--- Start of Material provided ---

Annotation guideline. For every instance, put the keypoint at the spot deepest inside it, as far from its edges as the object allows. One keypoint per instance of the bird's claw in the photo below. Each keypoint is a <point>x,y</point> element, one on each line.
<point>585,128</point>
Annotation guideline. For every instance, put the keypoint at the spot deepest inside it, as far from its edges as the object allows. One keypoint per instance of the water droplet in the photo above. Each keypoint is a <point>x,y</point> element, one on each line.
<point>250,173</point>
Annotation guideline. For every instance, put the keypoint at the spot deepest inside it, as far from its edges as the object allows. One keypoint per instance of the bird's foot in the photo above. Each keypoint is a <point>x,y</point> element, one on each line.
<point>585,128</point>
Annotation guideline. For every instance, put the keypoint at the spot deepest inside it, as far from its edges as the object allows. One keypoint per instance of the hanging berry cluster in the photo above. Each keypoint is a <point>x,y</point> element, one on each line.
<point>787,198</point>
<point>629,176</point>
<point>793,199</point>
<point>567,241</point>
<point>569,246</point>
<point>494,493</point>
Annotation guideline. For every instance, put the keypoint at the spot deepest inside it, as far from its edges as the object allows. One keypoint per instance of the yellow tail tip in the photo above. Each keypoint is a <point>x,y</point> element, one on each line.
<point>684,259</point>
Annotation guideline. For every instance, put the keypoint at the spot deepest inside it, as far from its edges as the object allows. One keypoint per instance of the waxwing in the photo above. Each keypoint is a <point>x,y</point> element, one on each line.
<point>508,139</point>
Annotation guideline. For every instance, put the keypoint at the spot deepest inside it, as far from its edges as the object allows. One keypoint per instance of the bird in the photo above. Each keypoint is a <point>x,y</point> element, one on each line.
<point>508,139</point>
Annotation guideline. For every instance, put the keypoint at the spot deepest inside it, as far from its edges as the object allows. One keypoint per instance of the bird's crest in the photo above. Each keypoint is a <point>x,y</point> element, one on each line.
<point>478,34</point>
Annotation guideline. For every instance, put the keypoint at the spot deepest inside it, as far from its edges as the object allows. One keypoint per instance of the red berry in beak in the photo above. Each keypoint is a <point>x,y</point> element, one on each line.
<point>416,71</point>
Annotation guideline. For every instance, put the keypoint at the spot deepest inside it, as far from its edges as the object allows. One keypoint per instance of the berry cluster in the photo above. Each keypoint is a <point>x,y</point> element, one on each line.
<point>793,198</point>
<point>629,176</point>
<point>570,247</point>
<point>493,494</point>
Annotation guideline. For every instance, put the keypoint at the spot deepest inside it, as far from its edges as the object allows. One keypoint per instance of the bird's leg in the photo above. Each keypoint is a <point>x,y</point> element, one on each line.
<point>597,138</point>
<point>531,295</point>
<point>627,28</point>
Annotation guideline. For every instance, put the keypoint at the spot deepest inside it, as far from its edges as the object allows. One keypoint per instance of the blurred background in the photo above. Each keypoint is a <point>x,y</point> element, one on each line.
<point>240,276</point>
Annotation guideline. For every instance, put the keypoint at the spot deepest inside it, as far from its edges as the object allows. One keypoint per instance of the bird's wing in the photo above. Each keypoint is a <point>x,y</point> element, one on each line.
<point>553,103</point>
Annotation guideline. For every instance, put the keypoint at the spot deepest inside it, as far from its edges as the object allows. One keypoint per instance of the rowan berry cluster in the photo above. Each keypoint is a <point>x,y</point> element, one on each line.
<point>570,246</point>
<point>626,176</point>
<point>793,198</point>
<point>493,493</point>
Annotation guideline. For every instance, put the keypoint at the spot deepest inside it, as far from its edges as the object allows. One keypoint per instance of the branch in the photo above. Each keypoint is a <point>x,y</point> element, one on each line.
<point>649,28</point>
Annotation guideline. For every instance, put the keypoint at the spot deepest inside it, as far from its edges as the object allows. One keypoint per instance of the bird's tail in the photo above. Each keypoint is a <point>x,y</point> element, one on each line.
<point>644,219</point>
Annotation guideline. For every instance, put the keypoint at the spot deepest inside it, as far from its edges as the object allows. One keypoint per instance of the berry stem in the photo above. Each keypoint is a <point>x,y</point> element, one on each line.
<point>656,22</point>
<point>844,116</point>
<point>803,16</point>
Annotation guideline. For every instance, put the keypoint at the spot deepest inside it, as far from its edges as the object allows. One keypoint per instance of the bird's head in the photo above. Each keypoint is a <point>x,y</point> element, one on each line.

--- End of Material provided ---

• Task objective: Rewrite all of the material above, replacing "keypoint" with "marker" wherever it occurs and leaving everything else as it is.

• Exercise answer:
Annotation guideline. For every instance, put the marker at the spot deepest inside it, as far from its edges as the object allows. One marker per instance of the bird's claw in the photo below. Each marker is a <point>x,y</point> element, one on each line.
<point>585,128</point>
Annotation guideline. For every instance, put the marker at the spot deepest inside it, as far from its edges as the object allows. One marker per instance of the water droplet in the photo above. Each marker is a <point>x,y</point> element, one on each line.
<point>250,173</point>
Annotation guideline. For every instance, put the marker at the spot deepest inside it, as far from its edges as the object allows. One marker per instance of the bird's foot in the photo above. Each marker is a <point>x,y</point> element, one on each line.
<point>585,128</point>
Annotation guideline. For every instance, put the marker at the spot deepest inside it, as far from its edges as the object allows. One marker per instance of the hanging berry cluster in the photo above. Each marker is a <point>x,y</point> element, one on each line.
<point>787,198</point>
<point>629,176</point>
<point>793,199</point>
<point>567,241</point>
<point>569,246</point>
<point>494,493</point>
Annotation guideline. For every instance, put the marker at the spot deepest inside it, as far from its edges as the object allows. One marker per instance of the yellow tail tip in the photo above. Each marker is a <point>x,y</point> element, one on each line.
<point>684,259</point>
Annotation guideline. For every instance, put the marker at the spot deepest inside it, as far from its edges as the object allows. One marker per instance of the waxwing in the photo above. Each marker is a <point>x,y</point> element, one on each line.
<point>508,139</point>
Annotation guideline. For every instance, put the marker at the spot deepest inside it, as far from its edges as the object allows. One marker per instance of the bird in the photo above. Each marker is a <point>x,y</point> element, one on each line.
<point>508,139</point>
Annotation guideline. For every instance, put the marker at the spot deepest inside it, as far from its edges as the object allows. One marker per instance of the bird's crest in the photo above. Each marker is a <point>x,y</point> element, one on each line.
<point>478,34</point>
Annotation guideline. For every instance, put the marker at the spot deepest inside it, as far from its edges as the object allows. One marker per instance of the red berry in beak in the photo above. Each marker is a <point>x,y</point> element, one on each line.
<point>416,71</point>
Annotation guideline. For every instance, put the marker at the spot deepest inside it, as far from its edges as the object allows. One marker per instance of the berry cluster in the photo above. Each marker is a <point>x,y</point> element, one on each line.
<point>793,198</point>
<point>629,176</point>
<point>570,247</point>
<point>493,494</point>
Annotation guideline. For every instance, put the marker at the spot deepest inside it, as far from its edges as the object allows. One marker per instance of the bird's leg in the photo above. Each marker is a <point>x,y</point> element, one on each line.
<point>597,138</point>
<point>531,295</point>
<point>627,28</point>
Annotation guideline. For every instance, put the marker at the spot deepest inside it, as far from its edges as the object allows. One marker per instance of the blurred background in the photo above. Each marker is a <point>x,y</point> element, one on each line.
<point>240,276</point>
Annotation guideline. For every instance, put the marker at the spot deepest inside it, as far from its edges as the object allows. One marker per instance of the bird's wing in the photo above. Each marker is a <point>x,y</point> element, one on each line.
<point>553,103</point>
Annotation guideline. For every instance, put the marker at the spot deepest inside it, as far from its edges as the object allows. One marker per instance of the rowan berry cluster in the photo above. Each marker is a <point>x,y</point> element, one on each line.
<point>570,246</point>
<point>626,176</point>
<point>793,198</point>
<point>493,493</point>
Annotation guideline. For every instance, put the marker at the spot deepest inside it, as far from its edges as the object allows. One marker per instance of the branch in the photo above. Each marker is a <point>x,y</point> element, one on each line.
<point>649,28</point>
Annotation guideline. For every instance, put the marker at the spot deepest inside it, as far from its edges as the object allows. One marker per instance of the bird's tail in the photo above. Each marker is a <point>x,y</point> element, one on each line.
<point>644,219</point>
Annotation guideline. For every instance, put the marker at the spot deepest inside it, as far from its edges as the object allows. One marker per instance of the berry stem in the photo above. Each marker is a <point>x,y</point> element, one on each line.
<point>656,22</point>
<point>844,116</point>
<point>803,16</point>
Annotation guideline. For every instance, put the marker at the spot deepest inside it, as far from its edges as the object allows. One marker per instance of the bird's head in the photo above. Each marker is a <point>x,y</point> element, one on each line.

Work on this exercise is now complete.